Task prompt:
Rename "visible outline" to "visible boundary" in every item below, leaving all other wording unchanged. Reproduce the items without the pictures.

:: Task input ::

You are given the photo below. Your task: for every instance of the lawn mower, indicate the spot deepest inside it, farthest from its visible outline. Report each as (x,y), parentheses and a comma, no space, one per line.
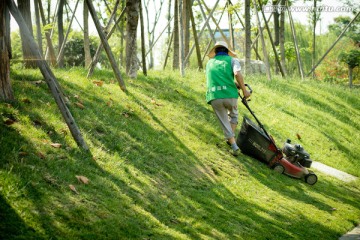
(291,160)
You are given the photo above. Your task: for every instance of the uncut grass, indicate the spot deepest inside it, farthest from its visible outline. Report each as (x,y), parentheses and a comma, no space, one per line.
(159,169)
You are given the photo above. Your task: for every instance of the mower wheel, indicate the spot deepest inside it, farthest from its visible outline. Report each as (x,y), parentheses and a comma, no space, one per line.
(311,178)
(279,168)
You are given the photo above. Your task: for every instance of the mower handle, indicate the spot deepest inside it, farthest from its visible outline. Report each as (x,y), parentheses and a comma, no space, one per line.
(248,86)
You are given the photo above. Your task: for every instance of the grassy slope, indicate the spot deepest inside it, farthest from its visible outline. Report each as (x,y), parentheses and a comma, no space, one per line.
(155,169)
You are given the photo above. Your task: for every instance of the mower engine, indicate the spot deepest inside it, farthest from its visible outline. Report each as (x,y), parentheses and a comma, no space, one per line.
(295,153)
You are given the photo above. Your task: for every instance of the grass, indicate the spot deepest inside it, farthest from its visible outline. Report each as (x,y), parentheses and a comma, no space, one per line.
(158,167)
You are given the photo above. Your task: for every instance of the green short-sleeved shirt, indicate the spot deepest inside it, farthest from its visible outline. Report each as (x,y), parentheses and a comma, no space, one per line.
(220,78)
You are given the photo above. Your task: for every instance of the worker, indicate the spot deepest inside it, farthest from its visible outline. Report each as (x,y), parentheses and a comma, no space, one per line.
(222,91)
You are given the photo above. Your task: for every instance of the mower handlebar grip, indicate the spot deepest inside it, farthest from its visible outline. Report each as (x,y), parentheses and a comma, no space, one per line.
(248,86)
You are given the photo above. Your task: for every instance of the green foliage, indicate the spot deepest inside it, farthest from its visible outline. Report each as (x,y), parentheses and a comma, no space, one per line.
(159,168)
(353,31)
(351,58)
(74,54)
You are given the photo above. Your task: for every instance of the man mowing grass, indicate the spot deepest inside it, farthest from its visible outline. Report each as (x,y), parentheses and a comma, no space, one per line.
(222,93)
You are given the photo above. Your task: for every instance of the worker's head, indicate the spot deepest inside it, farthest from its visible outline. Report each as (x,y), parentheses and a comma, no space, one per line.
(221,46)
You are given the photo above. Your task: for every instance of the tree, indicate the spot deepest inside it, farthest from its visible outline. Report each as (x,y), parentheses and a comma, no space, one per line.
(353,31)
(132,10)
(176,36)
(247,37)
(86,36)
(60,25)
(6,92)
(24,8)
(151,29)
(352,59)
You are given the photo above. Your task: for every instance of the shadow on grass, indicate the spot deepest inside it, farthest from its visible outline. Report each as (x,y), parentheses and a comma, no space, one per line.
(160,190)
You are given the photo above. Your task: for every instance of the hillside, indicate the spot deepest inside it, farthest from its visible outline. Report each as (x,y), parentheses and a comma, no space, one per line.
(159,168)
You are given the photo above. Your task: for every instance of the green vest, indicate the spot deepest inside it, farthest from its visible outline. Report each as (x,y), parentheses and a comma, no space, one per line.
(220,79)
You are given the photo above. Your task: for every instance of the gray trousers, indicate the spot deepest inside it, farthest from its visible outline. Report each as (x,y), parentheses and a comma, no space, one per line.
(227,112)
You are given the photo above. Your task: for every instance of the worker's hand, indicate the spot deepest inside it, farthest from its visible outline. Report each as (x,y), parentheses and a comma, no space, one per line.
(246,93)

:::

The completed task:
You are given the photo below. Your task: for every instance of the lawn mower, indicate the spot deepest inside it, farthest from its visible boundary. Report each as (x,y), parentheses and a comma, no space, one per line.
(291,160)
You are given the photo above. Your task: for every instance of the uncut grass, indicate the spot deepest inside it, farthest from its visible boundary. Report each as (x,y), parentheses and a comma, no space, one per line.
(159,169)
You are given the photo above. Your task: for every instance of the mower wheel, indicate the spot deepest inside it, farthest from its visible boundary. Report each as (x,y), parentheses and a comma, no space, one per line.
(311,178)
(279,168)
You are given the photo above. Your task: for every instance of the mower handle, indicate the spot deepest inside it, farthest from its visible boundary. Report each as (x,y), parentheses and a comma, no space, one per line.
(248,86)
You are given the photo above. Your task: for every instance of the grassy slope, indicate the spot deepest inside it, farthest from its visible boundary. Report each as (x,y), parentheses and a comma, no space, one per line.
(155,169)
You are given the photo above. Your task: for every instance of the mower engine, indicate the spot deepest inside it, farthest from its visible boundary. Report each as (x,y), parentheses and a comma, no space, one per line.
(295,153)
You are given the photo above. Your task: for every instance of the grass, indicate the spot deepest inside it, farthest from its visible boundary. Report each as (x,y), parentheses and a comma, no space, one per line.
(158,167)
You are given the photo above. Your task: for every instance of the green short-sleeved shirt, indicate the spot deepest inside it, farthest from its visible boundary. Report each as (x,y), parentheses and a comma, no space, one per line.
(220,78)
You are given the photo above. Your task: for every instance of the worker, indicate the spot deepest inside it, farthest from its visible boundary. Report each as (x,y), parentheses and a comma, no space, one per line.
(222,91)
You are given the photo above. Your task: for every instance of the mower handlebar grip, indicate the spot deepest inside it, farthest from its visible boundary. Report each as (x,y), parentheses and a comma, no space, one per line.
(248,86)
You are given the photo above. Your task: for every instance of the green foliage, indicate the spot deepest inside it, farthest from its visible boundary. Report each as (x,y), parentheses and a comma, no space, one per line.
(159,168)
(353,31)
(351,58)
(74,54)
You are given the photo above. Your task: for every instance of the man mowing grass, indicate the spot deepest inside it, farthest from its visible boundary. Report each as (x,y), parentheses and a comma, no space, one per line.
(222,93)
You are given the photo above. Your task: for every instance of the worker's head, indicate the spot deepest inside it, farthest from its visible boundary. Report each as (x,y), parentheses and a comma, no space, one per line.
(221,46)
You are given the photo above. Your task: for every instance of the tree, indicate the spot deepest inside it, farthest from its visible boundary. Report each as (x,y), parentheses and a comma, no space, one per line.
(353,31)
(132,10)
(176,36)
(247,37)
(86,36)
(60,25)
(6,92)
(24,8)
(151,29)
(352,59)
You are given the photo above. Your task: for every instance of the shadow on grass, indicate the spot deepest inside it, farthest from its visible boundary. Report each as (x,y), parentheses and a comma, no space, one per line.
(160,190)
You are given the photo above. Your task: for every instance of the hillside, indicate the spot deepest inside it, farthest from its visible boundary. Report each as (x,y), parentheses and a comma, no space, one per line.
(159,168)
You are given the photo above. Your task: for every instance of the green vest, indicate the spot deepest inside it, farthest from its visible boundary. Report each as (x,y), parentheses and a comma, no space, one per line.
(220,79)
You are given the photo above. Your task: for every instance of the gray trousers, indicate the spot deepest inside it, farthest from its visible boundary. Report each as (x,y), parentheses and a comma, no space, one per line.
(227,112)
You are given the photo above. Your task: for every instance of the worker's hand, indicate the spot deepest inside it, farthest from its visible boundary. Report each as (x,y), parentheses and a comma, no space, one per line.
(246,93)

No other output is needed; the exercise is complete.